▶ **Provided text**
The rule changes are aimed at streamlining proceedings before the TTAB.

The Trademark Trial and Appeal Board (TTAB) will implement several important rule changes as of January 14, 2017. The changes will apply to all proceedings active as of that date as well as those subsequently filed.

The Patent and Trademark Office (PTO) summarizes the purpose of the rule changes as an effort “to benefit the public by providing for more efficiency and clarity in inter partes and ex parte proceedings.”[1] The amendments “are directed to reducing the burden on the parties, to conforming the rules to current practice, to updating references that have changed, to reflecting technologic changes, and to ensuring the usage of standard, current terminology.”[2] 

Overall, the amendments reflect an effort to give the Board and the interlocutory attorney more power to streamline the process, and changes in discovery scope and procedure are likewise aimed at making TTAB proceedings more efficient and expedient. The mandate that discovery must be served in time to be responded to during the discovery period (rather than the fairly common maneuver of service on the last day of discovery) and moving up the deadline for summary judgment from prior to the trial period to prior to pretrial disclosures should have a measurable and positive effect on reducing the length of the proceedings.

The full text of the final rule is available on the PTO’s website. The PTO has also published a useful chart summarizing the changes. Some of the most significant changes are discussed further below.

FILING AND SERVICE

New Rule: All submissions must be filed through the Electronic System for Trademark Trials and Appeals (ESTTA) except in “certain limited circumstances.”

How It Is Different—Parties are currently permitted to submit paper filings.

Why It Matters—While this rule change will likely have minimal impact, as only 5% of attorneys are not already using ESTTA, it is an effort to bring TTAB practice fully into the electronic age. This will have the benefit of largely eliminating the need to wait in order to determine if a party utilized paper filings when a deadline passes without an ESTTA filing.

New Rule: The TTAB will automatically serve notices of opposition, cancellation, and concurrent use proceedings on the respondent electronically. All subsequent filings and other documents requiring service must be served by the parties via email (consequently, the five-day service period that is currently built into response deadlines has been eliminated).

How It Is Different—Currently, it is the responsibility of the parties to serve the hard copies of the complaint and all subsequent documents. The parties can stipulate to service by email for everything after the initial filing, but it is not required.

Why It Matters—Although it is currently fairly routine for parties to stipulate to service by email, there is an incentive to decline electronic service in order to secure the extra five-day period. The new rule takes this bit of gamesmanship off the table, which will likely make discovery move slightly faster.

▶ **Directives**
A. According to the TTAB rule-change article, on what date will the rule changes take effect?
B. Return the section of the TTAB rule-change article from "New Rule: The" up to and including "is not required.", copied word for word.
C. Resume the TTAB rule-change article after its last sentence.

▶ **Supplied data**
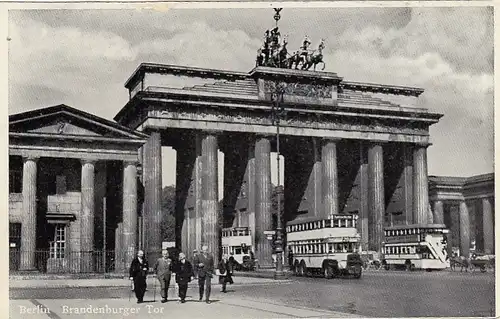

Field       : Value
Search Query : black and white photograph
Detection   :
[4,5,496,319]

▶ **Outputs by task**
A. January 14, 2017

B.
New Rule: The TTAB will automatically serve notices of opposition, cancellation, and concurrent use proceedings on the respondent electronically. All subsequent filings and other documents requiring service must be served by the parties via email (consequently, the five-day service period that is currently built into response deadlines has been eliminated).

How It Is Different—Currently, it is the responsibility of the parties to serve the hard copies of the complaint and all subsequent documents. The parties can stipulate to service by email for everything after the initial filing, but it is not required.

C.
TESTIMONY

New Rule: Testimony will be allowed via declaration or affidavit. The opposing party will have the right to cross-examine via live deposition.

How It Is Different—Currently, trial testimony must be elicited by deposition. Testimony by declaration or affidavit is allowed only if both parties stipulate to the procedure.

Why It Matters—Permitting testimony by declaration will lower the costs of introducing evidence and, overall, should make trials less costly. It will be interesting to monitor the interplay of this amendment with the US Supreme Court’s recent decision in B&B Hardware, Inc. v. Hargis Industries, Inc., 135 S. Ct. 1293 (2015). There, the Supreme Court held that a ruling on the likelihood of confusion question could be binding on a subsequent district court proceeding if the ordinary elements of preclusion are met. That, in turn, requires that the procedure used at the TTAB ensured sufficient “quality, extensiveness, and fairness.”[3] Yet these new procedures will move TTAB proceedings further away from the live direct examination/live cross examination model on which federal courts rely. It remains to be seen if the preclusive effect of TTAB decisions will be challengeable on the basis that the normal procedures of federal court now differ from those relied on in TTAB proceedings.

DISCOVERY REQUESTS

New Rule: Parties must abide by the proportionality requirement implemented into the 2015 amendments to the Federal Rules of Civil Procedure.

How It Is Different—In late 2015, the Federal Rules of Civil Procedure changed the well-known “reasonably calculated to lead to the discovery of admissible evidence” standard for the scope of discovery to one that considers whether the requests are “proportional to the needs of the case” based on a number of factors. There is no proportionality requirement under the TTAB rules now in force.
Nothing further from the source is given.